### Source passage
[BEGIN]

- Born: Vaitiaré Eugenie Hirshon August 15, 1964 (age 61) Tahiti, French Polynesia overseas collectivity of France
- Other names: Vaitiare Bandera Vaitiare Hirshon-Asars
- Spouses: ; Peter Bandera ​ ​(m. 1994; div. 1997)​ ; Edgars Asars ​ ​(m. 2004; div. 2016)​
- Partner(s): Julio Iglesias (1982–1990) Michael Shanks (1997–2000)
- Children: 2

= Vaitiare Bandera =

American model and actress

Vaitiare Eugenia Hirshon (born August 15, 1964), previously known as Vaitiare Bandera and Vaitiare Hirshon-Asars, and also mononymously known as Vaitiaré, is an American actress best known for her appearances in Stargate SG-1.

== Career ==

Vaitiare was a spokesperson for Miller Beer from 1993 to 1995. She has also done ads for McDonald's, Cox Communications, JCPenney, Toyota, Coors Dry, Caroche Jeans in Spain and Honda in Tahiti. She starred in episode one of the Spanish-language telenovela Agujetas de color de rosa, which was broadcast in 45 countries, and has also made guest appearances in Married... with Children, Out of the Blue, and Acapulco H.E.A.T.. Additionally, she had a role in the movie U.S. Marshals. Vaitiare's best known role was in Stargate SG-1, where she guest starred in several episodes as Daniel Jackson's wife, Sha're. She had originally auditioned for the role of Sha're in the 1994 film Stargate, but lost out to Mili Avital. She was offered the role in the subsequent television adaption after auditioning again for the same part.

== Personal life ==
Vaitiare was born in Tahiti, French Polynesia, France, and grew up in Southern California. Her first name, Vaitiare, means "water flower" in Tahitian. She is of Tahitian, French, Cook Islander, English, and German-Jewish descent. Her mother is related to the Royal House of Makea Karika Ariki in the Cook Islands. She is also related to Thomas Robert Alexander Harries Davis, who was the 4th prime minister of the Cook Islands. Her grandfather, Lewis Hirshon, was a stockbroker from New York. She has claimed that her grandfather's house in Tahiti was where the Pulitzer Prize-winning author James A. Michener wrote Return to Paradise.

[END]

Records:
[BEGIN]

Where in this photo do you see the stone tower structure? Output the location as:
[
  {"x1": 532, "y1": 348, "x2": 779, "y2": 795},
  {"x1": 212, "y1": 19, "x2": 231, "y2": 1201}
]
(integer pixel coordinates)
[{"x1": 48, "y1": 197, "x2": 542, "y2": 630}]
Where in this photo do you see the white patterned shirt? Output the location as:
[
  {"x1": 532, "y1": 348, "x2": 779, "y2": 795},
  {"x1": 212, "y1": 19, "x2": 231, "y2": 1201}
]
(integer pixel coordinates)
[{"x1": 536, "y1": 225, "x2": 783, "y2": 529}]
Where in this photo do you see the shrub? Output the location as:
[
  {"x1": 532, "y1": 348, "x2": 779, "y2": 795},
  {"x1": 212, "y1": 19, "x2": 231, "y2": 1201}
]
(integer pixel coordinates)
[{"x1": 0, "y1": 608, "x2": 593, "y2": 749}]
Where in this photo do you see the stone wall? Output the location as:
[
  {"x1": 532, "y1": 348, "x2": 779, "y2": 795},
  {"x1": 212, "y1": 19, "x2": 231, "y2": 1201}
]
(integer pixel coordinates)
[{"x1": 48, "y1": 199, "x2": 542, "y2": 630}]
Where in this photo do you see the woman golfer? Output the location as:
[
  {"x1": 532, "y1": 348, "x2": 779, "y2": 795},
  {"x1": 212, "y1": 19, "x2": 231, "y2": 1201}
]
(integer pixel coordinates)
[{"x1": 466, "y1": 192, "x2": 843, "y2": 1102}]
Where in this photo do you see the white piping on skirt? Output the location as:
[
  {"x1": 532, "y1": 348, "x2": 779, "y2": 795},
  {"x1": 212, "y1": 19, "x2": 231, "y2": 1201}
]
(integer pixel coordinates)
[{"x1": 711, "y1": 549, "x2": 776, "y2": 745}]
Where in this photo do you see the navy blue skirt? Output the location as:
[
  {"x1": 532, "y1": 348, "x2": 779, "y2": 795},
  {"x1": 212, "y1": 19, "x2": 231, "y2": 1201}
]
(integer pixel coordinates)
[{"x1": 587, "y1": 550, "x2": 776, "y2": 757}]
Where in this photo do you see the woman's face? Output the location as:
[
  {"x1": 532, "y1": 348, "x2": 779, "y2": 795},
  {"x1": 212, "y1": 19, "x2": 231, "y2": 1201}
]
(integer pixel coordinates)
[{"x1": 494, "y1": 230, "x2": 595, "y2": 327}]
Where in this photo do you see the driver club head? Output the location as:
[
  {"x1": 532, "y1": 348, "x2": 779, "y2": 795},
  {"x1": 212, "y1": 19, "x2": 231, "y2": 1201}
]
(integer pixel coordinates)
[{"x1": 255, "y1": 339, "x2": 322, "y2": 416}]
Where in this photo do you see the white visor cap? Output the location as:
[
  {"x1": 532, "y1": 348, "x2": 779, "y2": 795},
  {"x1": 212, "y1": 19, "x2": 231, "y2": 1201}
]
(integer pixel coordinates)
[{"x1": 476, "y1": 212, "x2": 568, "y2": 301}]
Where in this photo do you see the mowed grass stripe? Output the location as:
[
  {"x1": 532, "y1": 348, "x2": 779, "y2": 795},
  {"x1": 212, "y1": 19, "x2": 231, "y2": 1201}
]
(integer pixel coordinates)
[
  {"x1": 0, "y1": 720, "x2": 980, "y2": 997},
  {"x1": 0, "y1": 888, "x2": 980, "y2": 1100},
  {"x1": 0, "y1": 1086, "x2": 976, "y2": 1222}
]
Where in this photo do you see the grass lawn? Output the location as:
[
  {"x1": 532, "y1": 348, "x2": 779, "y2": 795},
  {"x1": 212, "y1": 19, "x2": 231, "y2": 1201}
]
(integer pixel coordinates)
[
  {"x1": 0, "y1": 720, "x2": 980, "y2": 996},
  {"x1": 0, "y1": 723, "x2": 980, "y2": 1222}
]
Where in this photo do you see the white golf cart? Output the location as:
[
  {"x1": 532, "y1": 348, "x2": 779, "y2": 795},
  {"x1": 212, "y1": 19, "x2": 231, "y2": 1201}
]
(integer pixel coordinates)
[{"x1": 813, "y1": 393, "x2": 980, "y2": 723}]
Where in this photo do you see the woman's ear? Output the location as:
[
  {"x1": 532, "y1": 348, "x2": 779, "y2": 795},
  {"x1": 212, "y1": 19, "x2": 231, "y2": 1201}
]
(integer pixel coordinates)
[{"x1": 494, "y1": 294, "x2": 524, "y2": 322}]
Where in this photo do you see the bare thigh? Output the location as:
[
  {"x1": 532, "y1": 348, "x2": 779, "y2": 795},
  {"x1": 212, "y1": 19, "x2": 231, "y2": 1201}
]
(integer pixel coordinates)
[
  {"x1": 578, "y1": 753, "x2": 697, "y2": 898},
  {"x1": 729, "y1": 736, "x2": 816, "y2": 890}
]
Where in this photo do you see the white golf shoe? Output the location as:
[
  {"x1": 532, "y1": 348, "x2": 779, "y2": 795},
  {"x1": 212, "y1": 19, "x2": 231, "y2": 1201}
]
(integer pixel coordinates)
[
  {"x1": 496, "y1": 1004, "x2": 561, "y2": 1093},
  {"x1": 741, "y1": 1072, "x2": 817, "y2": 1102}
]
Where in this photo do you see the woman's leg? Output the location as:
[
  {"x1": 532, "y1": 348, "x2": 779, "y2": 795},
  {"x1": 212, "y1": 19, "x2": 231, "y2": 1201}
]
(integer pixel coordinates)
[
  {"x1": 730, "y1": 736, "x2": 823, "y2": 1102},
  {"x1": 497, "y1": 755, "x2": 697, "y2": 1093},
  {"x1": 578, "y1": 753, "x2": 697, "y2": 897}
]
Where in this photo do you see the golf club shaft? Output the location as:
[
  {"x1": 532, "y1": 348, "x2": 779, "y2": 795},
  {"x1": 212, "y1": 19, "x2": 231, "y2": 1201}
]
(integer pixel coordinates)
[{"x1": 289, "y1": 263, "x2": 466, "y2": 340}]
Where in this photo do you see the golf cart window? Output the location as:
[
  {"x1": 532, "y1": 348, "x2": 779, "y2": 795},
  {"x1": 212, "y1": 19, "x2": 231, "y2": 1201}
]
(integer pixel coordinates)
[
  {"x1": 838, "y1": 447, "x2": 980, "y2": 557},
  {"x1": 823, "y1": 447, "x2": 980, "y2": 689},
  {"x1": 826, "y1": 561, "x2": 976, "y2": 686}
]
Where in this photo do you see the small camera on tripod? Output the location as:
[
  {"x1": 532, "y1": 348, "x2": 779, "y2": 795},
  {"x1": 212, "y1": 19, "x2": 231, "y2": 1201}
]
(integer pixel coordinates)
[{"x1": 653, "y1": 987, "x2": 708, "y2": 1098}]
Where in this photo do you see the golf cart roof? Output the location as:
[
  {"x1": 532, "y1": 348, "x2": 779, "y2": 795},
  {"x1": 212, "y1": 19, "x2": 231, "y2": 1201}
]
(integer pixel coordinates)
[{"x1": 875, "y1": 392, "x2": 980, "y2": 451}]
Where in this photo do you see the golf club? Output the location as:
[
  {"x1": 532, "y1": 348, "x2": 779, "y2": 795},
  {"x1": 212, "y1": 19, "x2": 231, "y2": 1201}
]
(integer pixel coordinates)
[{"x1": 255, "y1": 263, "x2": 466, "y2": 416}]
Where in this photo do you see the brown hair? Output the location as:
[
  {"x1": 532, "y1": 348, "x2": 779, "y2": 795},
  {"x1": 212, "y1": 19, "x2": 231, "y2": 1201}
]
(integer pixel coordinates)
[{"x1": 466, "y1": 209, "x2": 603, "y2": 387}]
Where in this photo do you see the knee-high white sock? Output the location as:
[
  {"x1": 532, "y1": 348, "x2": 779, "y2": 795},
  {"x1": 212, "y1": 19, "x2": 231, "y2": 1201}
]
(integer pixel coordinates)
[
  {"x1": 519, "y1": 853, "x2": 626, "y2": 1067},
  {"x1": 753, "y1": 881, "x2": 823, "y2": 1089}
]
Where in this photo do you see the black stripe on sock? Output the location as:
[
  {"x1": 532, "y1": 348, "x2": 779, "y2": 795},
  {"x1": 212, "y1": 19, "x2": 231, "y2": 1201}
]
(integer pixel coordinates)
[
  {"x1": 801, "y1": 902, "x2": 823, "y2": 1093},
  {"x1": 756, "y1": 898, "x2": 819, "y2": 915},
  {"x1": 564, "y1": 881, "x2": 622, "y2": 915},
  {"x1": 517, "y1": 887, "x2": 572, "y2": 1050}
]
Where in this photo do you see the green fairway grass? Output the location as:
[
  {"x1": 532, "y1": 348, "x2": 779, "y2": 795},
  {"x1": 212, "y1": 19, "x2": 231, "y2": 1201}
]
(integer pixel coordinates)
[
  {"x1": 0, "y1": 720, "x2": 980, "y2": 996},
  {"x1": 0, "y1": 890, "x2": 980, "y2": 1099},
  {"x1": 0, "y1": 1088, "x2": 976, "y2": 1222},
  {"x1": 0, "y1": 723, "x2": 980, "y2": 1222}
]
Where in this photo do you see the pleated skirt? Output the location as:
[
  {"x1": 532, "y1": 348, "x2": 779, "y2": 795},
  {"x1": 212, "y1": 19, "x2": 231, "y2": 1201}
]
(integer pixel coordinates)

[END]

### Task instructions
[1] Decide whether each statement below agrees with the biography. Answer yes or no for each, and quote the deciding words of the biography.
(a) She was a spokesperson for Miller Beer from 1993 to 1995.
(b) She won the role of Sha're in the 1994 film Stargate.
(c) Her grandfather, Lewis Hirshon, was a stockbroker from Boston.
[2] Turn the entries from the line with "Where in this photo do you see the green" through the end of the entries into a JSON list of strings, one string per line, leaving out blank lines.

### Task-by-task outputs
[1]
(a) Yes: "Vaitiare was a spokesperson for Miller Beer from 1993 to 1995."
(b) No: "She had originally auditioned for the role of Sha're in the 1994 film Stargate, but lost out to Mili Avital."
(c) No: "Her grandfather, Lewis Hirshon, was a stockbroker from New York."

[2]
[
  "Where in this photo do you see the green fairway grass? Output the location as:",
  "[",
  "  {\"x1\": 532, \"y1\": 348, \"x2\": 779, \"y2\": 795},",
  "  {\"x1\": 212, \"y1\": 19, \"x2\": 231, \"y2\": 1201}",
  "]",
  "(integer pixel coordinates)",
  "[",
  "  {\"x1\": 0, \"y1\": 720, \"x2\": 980, \"y2\": 996},",
  "  {\"x1\": 0, \"y1\": 890, \"x2\": 980, \"y2\": 1099},",
  "  {\"x1\": 0, \"y1\": 1088, \"x2\": 976, \"y2\": 1222},",
  "  {\"x1\": 0, \"y1\": 723, \"x2\": 980, \"y2\": 1222}",
  "]",
  "Where in this photo do you see the pleated skirt? Output the location as:",
  "[",
  "  {\"x1\": 532, \"y1\": 348, \"x2\": 779, \"y2\": 795},",
  "  {\"x1\": 212, \"y1\": 19, \"x2\": 231, \"y2\": 1201}",
  "]",
  "(integer pixel coordinates)"
]